Problem details ▸ All of the data beneath this instruction is to be transcribed word for word.

[Material for this task Boundary: Start]

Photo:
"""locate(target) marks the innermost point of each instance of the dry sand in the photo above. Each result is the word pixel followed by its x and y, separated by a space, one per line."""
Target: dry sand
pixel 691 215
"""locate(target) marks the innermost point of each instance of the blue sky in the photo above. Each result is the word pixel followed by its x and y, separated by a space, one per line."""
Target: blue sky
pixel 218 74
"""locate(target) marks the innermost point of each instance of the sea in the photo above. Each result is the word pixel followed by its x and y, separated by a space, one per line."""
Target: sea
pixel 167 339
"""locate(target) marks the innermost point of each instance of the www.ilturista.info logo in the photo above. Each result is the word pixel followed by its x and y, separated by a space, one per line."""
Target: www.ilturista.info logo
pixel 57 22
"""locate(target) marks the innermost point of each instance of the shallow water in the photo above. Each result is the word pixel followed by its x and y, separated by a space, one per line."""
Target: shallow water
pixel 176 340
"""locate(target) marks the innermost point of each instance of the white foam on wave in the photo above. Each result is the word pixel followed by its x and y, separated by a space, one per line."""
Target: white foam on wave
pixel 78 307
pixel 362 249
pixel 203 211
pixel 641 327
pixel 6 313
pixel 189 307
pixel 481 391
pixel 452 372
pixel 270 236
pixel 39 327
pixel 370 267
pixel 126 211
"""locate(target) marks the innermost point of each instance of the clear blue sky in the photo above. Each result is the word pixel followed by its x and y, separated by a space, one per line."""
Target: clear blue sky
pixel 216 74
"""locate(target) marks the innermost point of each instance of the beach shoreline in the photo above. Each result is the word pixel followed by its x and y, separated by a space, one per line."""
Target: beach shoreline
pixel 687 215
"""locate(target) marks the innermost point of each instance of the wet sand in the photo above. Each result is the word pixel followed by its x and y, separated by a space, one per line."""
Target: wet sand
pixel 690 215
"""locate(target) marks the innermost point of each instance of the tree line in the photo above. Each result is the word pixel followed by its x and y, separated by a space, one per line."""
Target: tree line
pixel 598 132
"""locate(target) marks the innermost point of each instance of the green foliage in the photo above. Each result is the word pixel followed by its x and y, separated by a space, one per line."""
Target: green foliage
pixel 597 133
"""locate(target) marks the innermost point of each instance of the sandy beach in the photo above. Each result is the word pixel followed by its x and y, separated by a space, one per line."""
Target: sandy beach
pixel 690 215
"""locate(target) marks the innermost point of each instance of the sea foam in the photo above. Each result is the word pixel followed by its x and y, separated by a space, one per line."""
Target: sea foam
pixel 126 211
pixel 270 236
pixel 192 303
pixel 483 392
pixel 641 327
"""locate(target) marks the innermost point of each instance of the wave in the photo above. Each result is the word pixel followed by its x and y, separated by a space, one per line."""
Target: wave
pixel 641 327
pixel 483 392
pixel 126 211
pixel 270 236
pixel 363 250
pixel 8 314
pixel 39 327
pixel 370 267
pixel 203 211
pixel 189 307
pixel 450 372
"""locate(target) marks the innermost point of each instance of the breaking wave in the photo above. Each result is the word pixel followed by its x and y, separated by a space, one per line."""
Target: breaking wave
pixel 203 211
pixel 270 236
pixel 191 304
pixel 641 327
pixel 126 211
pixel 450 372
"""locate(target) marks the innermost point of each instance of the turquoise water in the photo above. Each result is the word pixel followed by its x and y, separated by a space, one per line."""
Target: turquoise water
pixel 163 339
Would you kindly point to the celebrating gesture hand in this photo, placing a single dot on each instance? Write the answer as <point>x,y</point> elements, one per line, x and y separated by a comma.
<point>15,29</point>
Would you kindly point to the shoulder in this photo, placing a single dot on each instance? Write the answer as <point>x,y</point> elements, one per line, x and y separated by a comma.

[Material for this task Boundary: End]

Solution below ▸
Photo:
"""locate(target) marks the innermost point of each instance of the dry sand in the photo above. Each result is the word pixel followed by its x and y, separated by a space, one per line."""
Target: dry sand
pixel 691 215
"""locate(target) marks the innermost point of each instance of the blue sky in the photo above. Each result is the word pixel followed by its x and y, separated by a space, one per line."""
Target: blue sky
pixel 218 74
"""locate(target) marks the innermost point of each instance of the sea in the photo above. Each result is the word pixel followed by its x and y, separated by a space, one per line."""
Target: sea
pixel 167 339
"""locate(target) marks the innermost point of each instance of the www.ilturista.info logo in the photo above. Each result is the word pixel followed by its x and y, separated by a space, one per line."""
Target: www.ilturista.info logo
pixel 57 22
"""locate(target) marks the innermost point of each instance of the shallow water in the photo above. Each result is the word pixel followed by its x and y, separated by a space, one per line."""
Target: shallow water
pixel 176 340
"""locate(target) marks the innermost point of each instance of the white foam on wave in the photo above. Each result is the word pixel followed by its x and y, separated by a space, one per line."""
Target: white foam on wave
pixel 78 307
pixel 362 249
pixel 203 211
pixel 641 327
pixel 6 313
pixel 189 307
pixel 481 391
pixel 452 372
pixel 270 236
pixel 39 327
pixel 370 267
pixel 126 211
"""locate(target) marks the innermost point of each instance of the clear blue sky in the photo above. Each result is the word pixel followed by its x and y, separated by a space, one per line."""
Target: clear blue sky
pixel 216 74
"""locate(target) marks the innermost point of each instance of the beach shoreline in the photo above. Each result is the word pixel followed by its x and y, separated by a space, one per line."""
Target: beach shoreline
pixel 687 215
"""locate(target) marks the innermost point of each instance of the wet sand in the photo above. Each result is the word pixel followed by its x and y, separated by a space, one per line."""
Target: wet sand
pixel 690 215
"""locate(target) marks the innermost point of each instance of the tree line in the photo above. Each result is the word pixel followed by its x and y, separated by a space, one per line."""
Target: tree line
pixel 598 132
"""locate(target) marks the innermost point of each instance of the green foliage in the photo above. Each result is the word pixel followed by its x and y, separated by a space, one per line."""
Target: green foliage
pixel 597 133
"""locate(target) marks the innermost point of each instance of the sandy beach in the photo above. Each result is the word pixel followed by its x and y, separated by a space, one per line."""
Target: sandy beach
pixel 690 215
"""locate(target) marks the innermost point of each instance of the sea foam in the photo above. Each result is the word pixel followed by its x and y, separated by a space, one per line."""
Target: sea foam
pixel 126 211
pixel 270 236
pixel 192 303
pixel 483 392
pixel 641 327
"""locate(target) marks the innermost point of each instance of the wave in the photo above. Each result is the word pixel followed by its x and y, separated by a space, one per line."""
Target: wave
pixel 641 327
pixel 483 392
pixel 126 211
pixel 270 236
pixel 363 250
pixel 8 314
pixel 39 327
pixel 370 267
pixel 203 211
pixel 189 307
pixel 450 372
"""locate(target) marks the innermost point of each instance of the breaking wave in the photo above. Each result is the word pixel followed by its x and y, separated by a space, one per line."""
Target: breaking wave
pixel 203 211
pixel 270 236
pixel 191 304
pixel 641 327
pixel 126 211
pixel 450 372
"""locate(target) marks the innermost point of each instance of the turquoise water in the photo above. Each result is the word pixel followed by its x and y, separated by a space, one per line."""
Target: turquoise water
pixel 163 339
Would you kindly point to the celebrating gesture hand in this photo, placing a single dot on each instance? Write the answer as <point>x,y</point> elements, one per line, x and y separated by a comma.
<point>15,29</point>
Would you kindly point to the shoulder in this photo, placing a single dot on each instance? Write the answer as <point>x,y</point> elements, one per line, x and y separated by a comma.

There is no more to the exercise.